§ Ketentuan Tugas
1 – Dalam artikel tentang BPN Jakarta Utara, berapa besar uang jasa yang diminta petugas berseragam kepada Gunadi untuk pengurusan sertifikat hak milik?
2 – Kembalikan bagian artikel tentang BPN Jakarta Utara dari "Petugas Berseragam pun" sampai "jasa kepada warga." tanpa mengubah satu kata pun.
3 – Berdasarkan artikel tentang BPN Jakarta Utara, jelaskan dalam satu hingga tiga kalimat mengapa Mona berpendapat bahwa warga harus aktif ketika mengurus dokumen.
===== Teks Pilihan =====
Petugas Berseragam pun jadi Calo di BPN Jakut
Pungutan liar (pungli) dan praktik percaloan semakin transparan terjadi di Kantor Pelayanan Badan Pertanahan Nasional (BPN) Jakarta Utara. Para petugas tidak malu-malu lagi meminta uang lelah atau uang rokok kepada warga yang mengurus surat-surat tanah. Bahkan, petugas BPN yang berseragam malah menawarkan jasa kepada warga.
Menurut Gunadi, 30, warga Bogor, uang jasa yang diminta petugas berseragam itu sebesar Rp5 juta untuk pengurusan sertifikat hak milik.
''Pegawai itu bilang, kalau mau urusan saya cepat selesai, gampang saja. Asalkan, sediakan uang Rp5 juta untuk mengurus dokumen di sini. Uang itu di luar Bea Perolehan Hak atas Tanah dan Bangunan (BPHTB) yang besarnya lima persen dari harga jual tanah,'' kata Gunadi kepada Media, pekan lalu.
Gunadi yang baru pertama kali mengurus sertifikat tanah mengaku bingung dengan tawaran petugas BPN ini. Ia mengaku buta sama sekali dengan tata cara pengurusan surat tanah. Akhirnya, ia hanya meminta nomor telepon sang petugas dan bergegas pergi keluar kantor pelayanan terpadu itu.
''Setelah mengambil formulir, rencananya saya mau tanya-tanya dulu berapa biaya dan apa saja dokumen yang diperlukan. Tetapi, bukannya mendapatkan penjelasan tentang prosedur pembuatan sertifikat tanah, saya malah ditawari calo. Pake seragam lagi orangnya,'' ujar Gunadi, yang saat itu berniat mengurus sertifikat hak milik tanahnya seluas 500 meter persegi di Kelurahan Marunda, Jakarta Utara.
Lain lagi pengalaman Mona, 35, warga Sukapura, Cilincing, Jakarta Utara. Menurut dia pelayanan petugas BPN Jakarta Utara sangat buruk. Hanya untuk mengurus surat keabsahan tanah, ia terpaksa turun naik tangga dari lantai satu ke lantai empat untuk mencari dokumen surat keabsahan tanah miliknya yang ternyata terselip di ruang arsip.
''Kita memang harus aktif. Kalau enggak begitu, dokumen yang kita buat enggak akan jadi-jadi. Padahal, normalnya untuk membuat surat keabsahan tanah hanya satu minggu, tetapi ini molor jadi dua minggu,'' kata Mona yang membutuhkan surat keabsahan tanah untuk menjual tanah miliknya.
===== Daftar Butir =====
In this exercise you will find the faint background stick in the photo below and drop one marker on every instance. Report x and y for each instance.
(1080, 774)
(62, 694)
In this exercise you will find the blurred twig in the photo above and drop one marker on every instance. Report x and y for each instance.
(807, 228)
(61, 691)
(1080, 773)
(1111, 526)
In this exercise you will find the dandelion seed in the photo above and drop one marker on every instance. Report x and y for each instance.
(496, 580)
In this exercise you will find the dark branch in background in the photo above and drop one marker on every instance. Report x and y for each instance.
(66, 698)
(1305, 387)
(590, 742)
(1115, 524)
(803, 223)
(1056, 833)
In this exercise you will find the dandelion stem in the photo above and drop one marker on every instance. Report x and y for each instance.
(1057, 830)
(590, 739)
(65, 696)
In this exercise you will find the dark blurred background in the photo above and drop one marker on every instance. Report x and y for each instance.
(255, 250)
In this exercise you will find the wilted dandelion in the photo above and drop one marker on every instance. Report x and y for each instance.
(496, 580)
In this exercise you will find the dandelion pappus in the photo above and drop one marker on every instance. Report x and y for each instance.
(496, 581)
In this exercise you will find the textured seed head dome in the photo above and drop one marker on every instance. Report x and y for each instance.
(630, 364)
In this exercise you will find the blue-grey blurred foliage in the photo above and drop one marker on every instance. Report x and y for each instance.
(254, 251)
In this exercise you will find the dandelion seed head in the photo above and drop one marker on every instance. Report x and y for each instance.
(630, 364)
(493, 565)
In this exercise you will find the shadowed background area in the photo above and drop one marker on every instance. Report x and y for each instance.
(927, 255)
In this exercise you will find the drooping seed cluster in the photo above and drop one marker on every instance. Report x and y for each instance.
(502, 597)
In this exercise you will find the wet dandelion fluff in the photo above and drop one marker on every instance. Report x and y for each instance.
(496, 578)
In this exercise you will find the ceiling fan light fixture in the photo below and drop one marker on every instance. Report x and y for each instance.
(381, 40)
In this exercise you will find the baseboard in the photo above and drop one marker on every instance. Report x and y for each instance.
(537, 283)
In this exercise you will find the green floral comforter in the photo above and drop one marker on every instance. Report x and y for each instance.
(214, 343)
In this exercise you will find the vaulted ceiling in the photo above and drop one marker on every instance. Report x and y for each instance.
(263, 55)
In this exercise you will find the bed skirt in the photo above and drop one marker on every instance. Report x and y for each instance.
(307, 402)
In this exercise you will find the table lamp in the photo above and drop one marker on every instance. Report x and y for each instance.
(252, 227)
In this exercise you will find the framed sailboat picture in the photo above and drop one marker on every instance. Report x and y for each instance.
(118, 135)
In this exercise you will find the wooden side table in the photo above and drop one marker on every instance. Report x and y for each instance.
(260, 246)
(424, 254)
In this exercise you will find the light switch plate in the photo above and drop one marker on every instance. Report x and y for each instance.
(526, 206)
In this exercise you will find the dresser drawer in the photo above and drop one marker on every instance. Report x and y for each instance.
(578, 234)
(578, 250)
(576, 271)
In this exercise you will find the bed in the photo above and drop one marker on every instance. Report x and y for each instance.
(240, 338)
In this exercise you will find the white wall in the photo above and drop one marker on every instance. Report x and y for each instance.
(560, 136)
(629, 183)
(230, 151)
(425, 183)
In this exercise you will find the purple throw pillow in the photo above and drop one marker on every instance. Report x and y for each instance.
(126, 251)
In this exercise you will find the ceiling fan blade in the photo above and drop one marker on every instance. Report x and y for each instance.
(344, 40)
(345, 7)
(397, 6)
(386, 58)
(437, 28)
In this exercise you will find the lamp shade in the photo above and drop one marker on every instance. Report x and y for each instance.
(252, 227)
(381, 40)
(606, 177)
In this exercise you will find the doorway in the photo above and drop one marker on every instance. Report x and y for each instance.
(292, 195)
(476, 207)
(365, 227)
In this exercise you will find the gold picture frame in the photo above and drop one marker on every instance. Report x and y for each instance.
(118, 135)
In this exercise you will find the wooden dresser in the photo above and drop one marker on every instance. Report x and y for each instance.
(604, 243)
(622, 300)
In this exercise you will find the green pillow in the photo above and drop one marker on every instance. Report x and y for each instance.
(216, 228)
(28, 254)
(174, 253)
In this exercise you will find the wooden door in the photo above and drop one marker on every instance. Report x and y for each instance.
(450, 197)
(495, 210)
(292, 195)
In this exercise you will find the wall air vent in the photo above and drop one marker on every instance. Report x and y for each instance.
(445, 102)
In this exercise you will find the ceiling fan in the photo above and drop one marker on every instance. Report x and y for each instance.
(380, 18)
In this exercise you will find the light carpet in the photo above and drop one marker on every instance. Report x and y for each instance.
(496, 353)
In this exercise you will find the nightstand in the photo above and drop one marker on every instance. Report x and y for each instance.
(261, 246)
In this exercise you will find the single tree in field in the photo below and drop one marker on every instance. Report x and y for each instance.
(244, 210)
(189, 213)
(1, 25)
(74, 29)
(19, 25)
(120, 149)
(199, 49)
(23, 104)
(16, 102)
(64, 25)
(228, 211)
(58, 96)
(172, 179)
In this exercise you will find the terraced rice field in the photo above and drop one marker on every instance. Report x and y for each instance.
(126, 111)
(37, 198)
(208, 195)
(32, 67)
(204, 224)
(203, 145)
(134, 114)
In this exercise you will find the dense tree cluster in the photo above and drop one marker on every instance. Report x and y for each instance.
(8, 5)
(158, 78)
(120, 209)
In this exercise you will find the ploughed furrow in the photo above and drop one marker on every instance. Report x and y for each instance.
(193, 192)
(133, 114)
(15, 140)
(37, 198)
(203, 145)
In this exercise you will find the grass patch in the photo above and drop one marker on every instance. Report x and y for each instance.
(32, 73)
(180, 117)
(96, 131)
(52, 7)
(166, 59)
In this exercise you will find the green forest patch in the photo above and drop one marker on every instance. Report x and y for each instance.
=====
§ Hasil
1 – Rp5 juta, di luar BPHTB.

2 –
Petugas Berseragam pun jadi Calo di BPN Jakut
Pungutan liar (pungli) dan praktik percaloan semakin transparan terjadi di Kantor Pelayanan Badan Pertanahan Nasional (BPN) Jakarta Utara. Para petugas tidak malu-malu lagi meminta uang lelah atau uang rokok kepada warga yang mengurus surat-surat tanah. Bahkan, petugas BPN yang berseragam malah menawarkan jasa kepada warga.

3 – Menurut Mona, tanpa sikap aktif dokumen yang diurus tidak akan pernah selesai. Ia sendiri harus naik turun tangga dari lantai satu ke lantai empat untuk mencari dokumen surat keabsahan tanahnya, yang ternyata terselip di ruang arsip. Pengurusan surat tersebut, yang normalnya hanya satu minggu, molor menjadi dua minggu.